▸ **EXERCISE DESCRIPTION**: Count the lines below in which the word "cave" appears, and reply with that number alone.

## start SUPPLIED ENTRIES

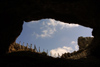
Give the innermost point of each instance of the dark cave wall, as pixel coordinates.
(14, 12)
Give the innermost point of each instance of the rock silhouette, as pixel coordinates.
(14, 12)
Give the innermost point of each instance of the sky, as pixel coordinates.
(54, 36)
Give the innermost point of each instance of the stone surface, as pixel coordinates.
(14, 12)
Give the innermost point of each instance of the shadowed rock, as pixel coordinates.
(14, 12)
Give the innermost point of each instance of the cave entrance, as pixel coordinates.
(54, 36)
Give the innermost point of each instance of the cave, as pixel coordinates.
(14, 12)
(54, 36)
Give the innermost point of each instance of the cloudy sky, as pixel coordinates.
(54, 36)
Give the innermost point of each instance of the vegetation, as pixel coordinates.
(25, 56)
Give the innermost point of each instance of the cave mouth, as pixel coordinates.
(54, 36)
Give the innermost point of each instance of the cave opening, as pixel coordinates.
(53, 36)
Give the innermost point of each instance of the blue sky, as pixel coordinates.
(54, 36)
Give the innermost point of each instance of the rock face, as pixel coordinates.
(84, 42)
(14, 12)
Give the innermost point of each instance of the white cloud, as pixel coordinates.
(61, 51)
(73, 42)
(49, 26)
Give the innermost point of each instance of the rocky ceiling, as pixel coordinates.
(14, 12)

## end SUPPLIED ENTRIES
## start SUPPLIED ENTRIES

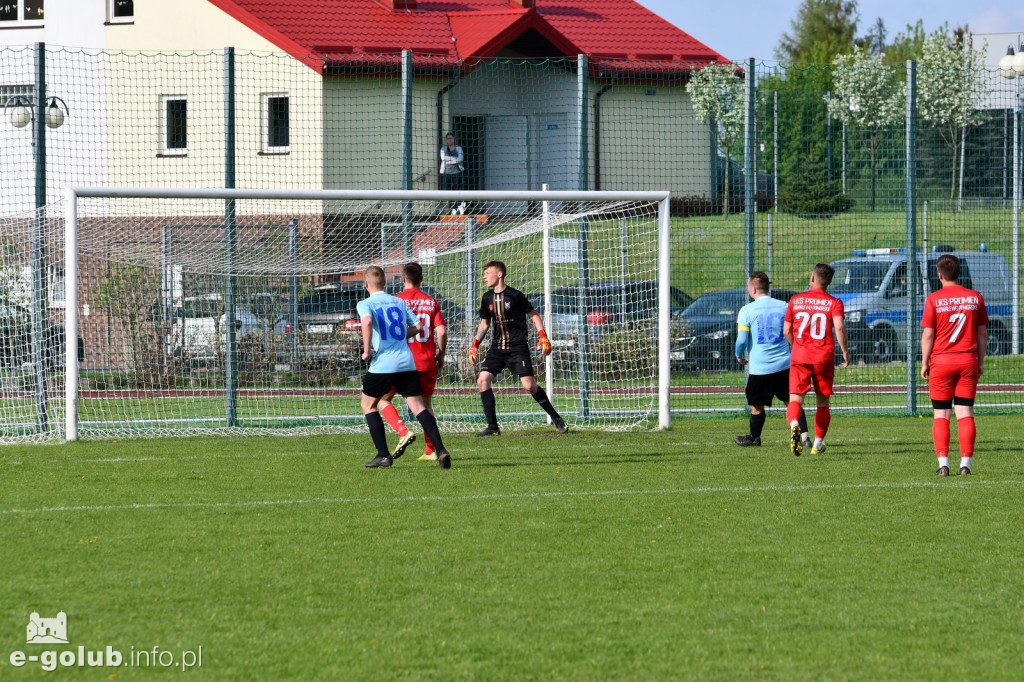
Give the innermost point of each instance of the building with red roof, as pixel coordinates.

## end SUPPLIED ENTRIES
## start SUPPLIED ENTRIES

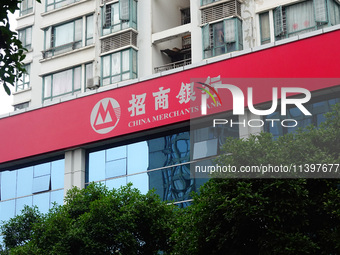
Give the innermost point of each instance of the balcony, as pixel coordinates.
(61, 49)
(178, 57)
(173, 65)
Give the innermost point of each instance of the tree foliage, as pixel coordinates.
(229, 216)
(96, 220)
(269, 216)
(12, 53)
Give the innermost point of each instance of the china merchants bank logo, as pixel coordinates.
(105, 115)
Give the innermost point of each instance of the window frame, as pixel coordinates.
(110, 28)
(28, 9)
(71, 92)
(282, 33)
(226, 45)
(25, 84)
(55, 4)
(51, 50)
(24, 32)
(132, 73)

## end SUPPLIED ENTRIES

▸ **THE RESPONSE**: 5